Set all of the entries down again precisely as they are written.

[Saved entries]

---------------

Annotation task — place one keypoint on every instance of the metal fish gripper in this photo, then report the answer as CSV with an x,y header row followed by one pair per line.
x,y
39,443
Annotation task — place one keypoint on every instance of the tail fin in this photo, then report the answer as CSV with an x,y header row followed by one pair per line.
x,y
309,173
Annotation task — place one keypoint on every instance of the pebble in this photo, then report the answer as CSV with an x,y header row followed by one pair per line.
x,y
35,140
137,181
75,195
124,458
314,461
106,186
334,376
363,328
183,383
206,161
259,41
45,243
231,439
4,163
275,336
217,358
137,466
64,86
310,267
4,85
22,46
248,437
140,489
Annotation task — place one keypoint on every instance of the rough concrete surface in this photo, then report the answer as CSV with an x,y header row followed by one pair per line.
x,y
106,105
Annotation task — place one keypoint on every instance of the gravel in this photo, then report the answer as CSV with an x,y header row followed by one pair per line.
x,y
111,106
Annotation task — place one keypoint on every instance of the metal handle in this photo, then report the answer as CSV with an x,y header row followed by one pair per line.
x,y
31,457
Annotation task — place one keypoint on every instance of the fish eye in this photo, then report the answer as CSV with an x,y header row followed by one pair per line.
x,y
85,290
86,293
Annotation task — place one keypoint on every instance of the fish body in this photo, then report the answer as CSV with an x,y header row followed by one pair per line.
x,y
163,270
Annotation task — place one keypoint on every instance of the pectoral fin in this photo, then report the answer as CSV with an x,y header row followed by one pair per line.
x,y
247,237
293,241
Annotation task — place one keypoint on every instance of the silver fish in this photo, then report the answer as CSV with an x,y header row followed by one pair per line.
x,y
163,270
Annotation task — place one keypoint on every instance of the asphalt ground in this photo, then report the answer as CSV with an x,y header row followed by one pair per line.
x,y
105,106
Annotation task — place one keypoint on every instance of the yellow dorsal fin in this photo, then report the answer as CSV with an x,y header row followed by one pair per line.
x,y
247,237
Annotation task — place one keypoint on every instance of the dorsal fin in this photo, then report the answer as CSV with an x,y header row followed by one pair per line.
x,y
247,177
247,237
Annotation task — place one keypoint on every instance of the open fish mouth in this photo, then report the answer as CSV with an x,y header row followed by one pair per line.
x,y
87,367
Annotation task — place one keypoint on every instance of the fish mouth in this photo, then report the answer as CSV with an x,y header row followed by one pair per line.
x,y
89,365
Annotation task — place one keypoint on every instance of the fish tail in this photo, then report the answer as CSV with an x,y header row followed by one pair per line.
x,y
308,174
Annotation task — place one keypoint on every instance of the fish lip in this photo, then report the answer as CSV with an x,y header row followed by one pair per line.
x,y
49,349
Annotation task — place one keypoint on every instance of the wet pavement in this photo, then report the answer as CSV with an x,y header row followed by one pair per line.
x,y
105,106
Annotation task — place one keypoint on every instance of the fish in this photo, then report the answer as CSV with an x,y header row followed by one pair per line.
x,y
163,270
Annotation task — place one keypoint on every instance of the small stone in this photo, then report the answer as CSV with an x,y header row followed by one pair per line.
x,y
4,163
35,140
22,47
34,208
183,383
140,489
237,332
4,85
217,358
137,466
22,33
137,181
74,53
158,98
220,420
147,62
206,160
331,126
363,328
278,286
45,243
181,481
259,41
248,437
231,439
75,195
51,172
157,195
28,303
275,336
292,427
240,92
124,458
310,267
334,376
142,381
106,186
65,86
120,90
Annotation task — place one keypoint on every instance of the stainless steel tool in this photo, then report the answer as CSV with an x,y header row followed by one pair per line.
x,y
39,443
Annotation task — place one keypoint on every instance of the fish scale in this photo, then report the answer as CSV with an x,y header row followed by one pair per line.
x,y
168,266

---------------

(TASK ANSWER)
Annotation task — place one keypoint on every instance of the metal fish gripper in this photo, then report the answer as CSV with an x,y header row followed by one pair per line.
x,y
39,443
Annotation task — place one keypoint on every instance of the tail fin in this photo, then report the answer as CSV with an x,y header row followed by one pair per line.
x,y
309,173
Annotation task — place one keypoint on every instance of the pebble in this photo, then report the answer as CSV with an x,y header row followed by one pair per line.
x,y
35,140
137,181
75,195
124,458
314,461
106,186
334,376
363,328
183,383
206,161
259,41
45,243
231,439
4,163
275,336
217,358
137,466
64,86
310,267
4,85
22,46
248,437
140,489
Annotation task — place one keypoint on every instance of the rough concrete surface in this photo, then report the answer as CSV with an x,y header row followed by one pair per line.
x,y
106,105
Annotation task — place one keypoint on every instance of the gravel in this photo, then report the answer as CSV with an x,y header row followed by one pair per line.
x,y
111,106
Annotation task — place one keypoint on every instance of the metal handle in this photo, then report the answer as CSV with an x,y header row followed by one pair per line.
x,y
31,457
Annotation task — place one keypoint on every instance of the fish eye in this photo, then report the answer as CSV with an x,y header row followed by one pair per line.
x,y
85,290
86,293
Annotation task — place one keypoint on every instance of the fish body in this photo, then report the answer as CSV with an x,y header row followed by one pair per line.
x,y
163,270
Annotation task — place one keypoint on every instance of the pectoral fin in this photo, then report the answer as CSV with an x,y header row followed by one pair per line.
x,y
247,237
293,241
Annotation task — place one keypoint on every instance of the silver fish in this photo, then report the answer as CSV with an x,y header row followed by one pair per line.
x,y
163,270
Annotation task — place one keypoint on every instance of the asphalt ground in this photo, then report the answer as CSV with an x,y header row followed by one pair per line.
x,y
105,106
Annotation task — place one keypoint on every instance of the yellow dorsal fin in this photo, then report the answer as CSV with an x,y header row followed by one pair per line.
x,y
247,237
Annotation task — place one keypoint on every instance of the dorsal fin in this photo, then report the answer as CSV with an x,y header row followed by one pair per line.
x,y
247,177
247,237
Annotation task — place one keypoint on every instance of the open fish mouth in this photo, then report the answer as CSV with an x,y header row followed by one pair per line.
x,y
87,367
Annotation task — place one keypoint on every instance of the fish mouth in this photo, then report the answer as CSV with an x,y header row followed by one pair per line.
x,y
89,365
Annotation task — place one keypoint on every instance of the fish tail in this photo, then report the answer as CSV with an x,y header row followed by one pair per line.
x,y
308,174
Annotation task — place one keypoint on every instance of the fish lip in this photo, then report the answer as CSV with an x,y header row followed by one pair per line.
x,y
49,349
Annotation task — place one keypoint on every instance of the wet pavement in this photo, then report the answer as CSV with an x,y header row followed by one pair per line.
x,y
105,106
Annotation task — place one keypoint on every instance of the fish in this photo, then report the answer as CSV with an x,y header row followed by one pair per line.
x,y
163,270
Annotation task — place one keypoint on every instance of the small stone in this photo, then report the answer as CSV with an x,y header row followed by one pair per line.
x,y
4,163
35,140
22,47
34,208
183,383
140,489
237,332
4,85
217,358
137,466
22,33
137,181
74,53
158,98
220,420
147,62
206,160
331,126
363,328
278,286
45,243
181,481
259,41
248,437
231,439
75,195
51,172
157,195
28,303
275,336
292,427
240,92
124,458
310,267
334,376
142,381
106,186
65,86
120,90
Annotation task — place one keypoint on every instance of the stainless steel tool in this photo, then report the answer as CSV with an x,y header row followed by one pair per line.
x,y
39,443
Annotation task — place one keypoint on every instance of the fish scale in this photo, then report the answer as CSV with an x,y header row followed by one pair per line.
x,y
168,266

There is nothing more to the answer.